#### EXERCISE
From the material below, copy out the lines word for word, beginning at the line that contains "of the overcast" and stopping after the line that contains "[(105, 12)]".

#### SUPPLIED DATA
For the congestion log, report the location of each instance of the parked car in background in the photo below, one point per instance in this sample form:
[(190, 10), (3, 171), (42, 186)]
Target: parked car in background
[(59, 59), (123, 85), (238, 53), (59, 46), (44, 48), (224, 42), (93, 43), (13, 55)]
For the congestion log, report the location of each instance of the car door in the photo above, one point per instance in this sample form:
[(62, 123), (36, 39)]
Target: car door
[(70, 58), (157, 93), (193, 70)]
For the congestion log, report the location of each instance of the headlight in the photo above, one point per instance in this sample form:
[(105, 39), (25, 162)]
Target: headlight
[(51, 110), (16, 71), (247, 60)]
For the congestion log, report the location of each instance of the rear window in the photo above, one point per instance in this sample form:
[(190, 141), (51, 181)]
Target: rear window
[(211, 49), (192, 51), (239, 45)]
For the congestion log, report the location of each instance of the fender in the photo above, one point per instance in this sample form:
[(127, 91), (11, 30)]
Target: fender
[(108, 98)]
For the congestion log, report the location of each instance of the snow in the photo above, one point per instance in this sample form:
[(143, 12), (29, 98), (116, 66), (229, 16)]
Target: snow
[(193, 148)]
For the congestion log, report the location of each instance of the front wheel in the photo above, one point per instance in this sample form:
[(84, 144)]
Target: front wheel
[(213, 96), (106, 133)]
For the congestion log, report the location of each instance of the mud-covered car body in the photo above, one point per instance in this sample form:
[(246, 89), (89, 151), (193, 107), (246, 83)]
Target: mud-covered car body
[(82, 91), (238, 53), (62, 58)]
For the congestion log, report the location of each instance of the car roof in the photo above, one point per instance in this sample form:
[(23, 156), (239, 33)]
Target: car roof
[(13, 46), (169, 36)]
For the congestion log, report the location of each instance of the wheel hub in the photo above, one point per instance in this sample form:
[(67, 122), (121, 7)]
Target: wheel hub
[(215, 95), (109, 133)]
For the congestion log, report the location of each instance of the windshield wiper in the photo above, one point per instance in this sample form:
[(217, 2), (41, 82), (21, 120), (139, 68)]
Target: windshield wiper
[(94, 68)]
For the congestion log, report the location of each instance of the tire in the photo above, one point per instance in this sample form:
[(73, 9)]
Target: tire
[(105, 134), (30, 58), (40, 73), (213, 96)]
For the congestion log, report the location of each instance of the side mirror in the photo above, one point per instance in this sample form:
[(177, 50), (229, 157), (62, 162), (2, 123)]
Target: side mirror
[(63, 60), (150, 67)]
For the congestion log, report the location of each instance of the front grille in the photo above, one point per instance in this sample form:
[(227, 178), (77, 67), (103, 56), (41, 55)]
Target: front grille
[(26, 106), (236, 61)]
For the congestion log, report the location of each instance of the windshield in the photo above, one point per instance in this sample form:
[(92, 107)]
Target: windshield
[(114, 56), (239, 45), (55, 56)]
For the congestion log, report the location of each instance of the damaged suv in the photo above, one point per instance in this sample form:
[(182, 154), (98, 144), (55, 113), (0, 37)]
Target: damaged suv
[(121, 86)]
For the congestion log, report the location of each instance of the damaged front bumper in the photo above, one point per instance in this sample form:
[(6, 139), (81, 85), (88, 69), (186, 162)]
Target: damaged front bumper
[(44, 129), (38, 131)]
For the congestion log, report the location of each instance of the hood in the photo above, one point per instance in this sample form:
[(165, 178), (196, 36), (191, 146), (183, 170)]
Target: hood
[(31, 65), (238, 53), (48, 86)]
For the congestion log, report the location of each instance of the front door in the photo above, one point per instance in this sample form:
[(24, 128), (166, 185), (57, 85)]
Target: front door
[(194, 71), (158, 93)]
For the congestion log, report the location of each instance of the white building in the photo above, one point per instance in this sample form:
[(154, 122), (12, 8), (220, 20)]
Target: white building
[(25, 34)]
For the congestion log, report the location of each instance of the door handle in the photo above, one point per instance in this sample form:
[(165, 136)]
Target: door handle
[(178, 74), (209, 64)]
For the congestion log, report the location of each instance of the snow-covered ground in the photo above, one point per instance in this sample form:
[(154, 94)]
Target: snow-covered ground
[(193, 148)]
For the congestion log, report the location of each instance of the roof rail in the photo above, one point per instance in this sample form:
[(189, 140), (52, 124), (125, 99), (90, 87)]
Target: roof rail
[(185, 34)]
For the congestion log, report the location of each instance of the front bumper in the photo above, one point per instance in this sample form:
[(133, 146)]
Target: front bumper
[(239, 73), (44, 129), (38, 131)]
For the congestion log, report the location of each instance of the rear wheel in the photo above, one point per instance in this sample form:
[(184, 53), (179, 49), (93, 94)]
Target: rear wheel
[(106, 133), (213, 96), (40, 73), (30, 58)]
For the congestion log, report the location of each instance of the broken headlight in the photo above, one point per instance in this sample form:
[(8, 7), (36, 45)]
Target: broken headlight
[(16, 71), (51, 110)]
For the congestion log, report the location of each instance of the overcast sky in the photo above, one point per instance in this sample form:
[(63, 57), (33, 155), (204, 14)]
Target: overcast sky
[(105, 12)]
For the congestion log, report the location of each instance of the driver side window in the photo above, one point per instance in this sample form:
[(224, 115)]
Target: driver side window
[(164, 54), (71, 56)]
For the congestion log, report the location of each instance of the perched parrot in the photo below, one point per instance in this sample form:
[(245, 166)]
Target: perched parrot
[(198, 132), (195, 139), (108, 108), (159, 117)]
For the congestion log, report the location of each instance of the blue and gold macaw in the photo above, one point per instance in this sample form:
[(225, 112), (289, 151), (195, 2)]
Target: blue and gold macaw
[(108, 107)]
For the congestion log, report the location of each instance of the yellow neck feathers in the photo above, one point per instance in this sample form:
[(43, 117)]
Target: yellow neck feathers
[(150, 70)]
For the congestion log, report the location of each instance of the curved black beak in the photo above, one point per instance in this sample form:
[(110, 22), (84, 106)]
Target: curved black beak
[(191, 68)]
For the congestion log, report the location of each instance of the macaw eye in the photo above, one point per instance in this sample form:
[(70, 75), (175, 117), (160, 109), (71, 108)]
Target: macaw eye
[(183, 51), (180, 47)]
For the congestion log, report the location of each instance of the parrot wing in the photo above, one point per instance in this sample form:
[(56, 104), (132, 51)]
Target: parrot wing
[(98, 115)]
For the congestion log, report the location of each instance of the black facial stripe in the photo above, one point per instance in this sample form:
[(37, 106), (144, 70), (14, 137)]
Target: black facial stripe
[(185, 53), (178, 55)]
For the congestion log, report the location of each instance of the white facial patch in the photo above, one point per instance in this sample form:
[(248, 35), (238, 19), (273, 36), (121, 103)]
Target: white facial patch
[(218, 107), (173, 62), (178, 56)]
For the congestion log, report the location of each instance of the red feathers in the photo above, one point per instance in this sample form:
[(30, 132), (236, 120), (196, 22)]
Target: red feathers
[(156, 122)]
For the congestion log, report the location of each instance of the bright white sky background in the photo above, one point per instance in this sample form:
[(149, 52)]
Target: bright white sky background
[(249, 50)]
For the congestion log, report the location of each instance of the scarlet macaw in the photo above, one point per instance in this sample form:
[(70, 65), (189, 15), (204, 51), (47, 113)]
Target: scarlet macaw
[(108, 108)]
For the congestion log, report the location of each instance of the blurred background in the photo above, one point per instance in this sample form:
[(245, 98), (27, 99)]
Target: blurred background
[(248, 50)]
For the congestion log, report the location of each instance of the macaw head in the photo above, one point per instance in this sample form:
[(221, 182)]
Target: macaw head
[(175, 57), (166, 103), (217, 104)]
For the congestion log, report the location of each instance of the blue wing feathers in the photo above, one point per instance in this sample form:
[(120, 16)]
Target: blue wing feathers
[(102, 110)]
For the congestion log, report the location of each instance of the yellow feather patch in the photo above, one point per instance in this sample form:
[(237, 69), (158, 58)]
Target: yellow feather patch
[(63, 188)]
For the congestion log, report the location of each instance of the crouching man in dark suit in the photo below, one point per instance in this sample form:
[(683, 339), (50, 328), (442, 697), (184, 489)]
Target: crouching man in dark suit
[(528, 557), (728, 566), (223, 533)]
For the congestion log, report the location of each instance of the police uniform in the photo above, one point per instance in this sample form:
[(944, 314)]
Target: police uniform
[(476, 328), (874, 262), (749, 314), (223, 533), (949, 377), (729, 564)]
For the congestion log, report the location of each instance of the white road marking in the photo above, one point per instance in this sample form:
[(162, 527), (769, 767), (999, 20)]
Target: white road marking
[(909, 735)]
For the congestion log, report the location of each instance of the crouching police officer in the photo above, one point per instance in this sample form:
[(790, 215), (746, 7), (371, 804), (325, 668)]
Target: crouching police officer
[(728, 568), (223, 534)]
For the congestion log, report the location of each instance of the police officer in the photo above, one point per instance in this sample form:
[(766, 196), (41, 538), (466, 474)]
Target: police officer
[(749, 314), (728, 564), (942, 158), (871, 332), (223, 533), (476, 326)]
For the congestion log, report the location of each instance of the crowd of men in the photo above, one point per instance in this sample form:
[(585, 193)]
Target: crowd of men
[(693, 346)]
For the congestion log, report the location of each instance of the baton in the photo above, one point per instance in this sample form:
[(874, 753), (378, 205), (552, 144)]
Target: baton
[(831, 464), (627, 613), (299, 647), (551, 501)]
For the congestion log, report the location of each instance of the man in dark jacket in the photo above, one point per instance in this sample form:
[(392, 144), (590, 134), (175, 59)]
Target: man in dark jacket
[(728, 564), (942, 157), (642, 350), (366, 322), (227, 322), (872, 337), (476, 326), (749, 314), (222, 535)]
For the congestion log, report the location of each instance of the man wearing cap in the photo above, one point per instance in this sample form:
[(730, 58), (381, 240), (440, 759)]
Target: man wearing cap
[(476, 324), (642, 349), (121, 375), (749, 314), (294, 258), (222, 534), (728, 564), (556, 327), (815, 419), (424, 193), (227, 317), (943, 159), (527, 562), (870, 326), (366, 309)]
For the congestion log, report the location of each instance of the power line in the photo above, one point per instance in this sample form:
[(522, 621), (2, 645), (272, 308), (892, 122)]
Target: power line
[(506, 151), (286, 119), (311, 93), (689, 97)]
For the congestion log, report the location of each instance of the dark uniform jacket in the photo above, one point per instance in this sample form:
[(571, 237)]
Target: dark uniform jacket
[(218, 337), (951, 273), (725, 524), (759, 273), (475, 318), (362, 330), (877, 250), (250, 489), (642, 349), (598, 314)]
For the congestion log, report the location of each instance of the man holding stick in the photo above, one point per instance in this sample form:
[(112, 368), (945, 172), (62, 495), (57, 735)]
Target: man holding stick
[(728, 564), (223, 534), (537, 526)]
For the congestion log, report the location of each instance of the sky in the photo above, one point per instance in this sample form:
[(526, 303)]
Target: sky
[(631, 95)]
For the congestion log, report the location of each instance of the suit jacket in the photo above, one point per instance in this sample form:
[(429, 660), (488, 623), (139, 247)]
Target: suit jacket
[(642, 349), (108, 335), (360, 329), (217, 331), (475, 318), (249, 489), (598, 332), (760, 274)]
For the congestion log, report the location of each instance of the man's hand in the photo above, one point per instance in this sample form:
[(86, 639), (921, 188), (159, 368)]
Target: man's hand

#### THE SOLUTION
For the congestion log, report the location of each instance of the overcast sky in the photo above, one point per instance in this sample form:
[(63, 57), (33, 155), (204, 14)]
Target: overcast sky
[(105, 12)]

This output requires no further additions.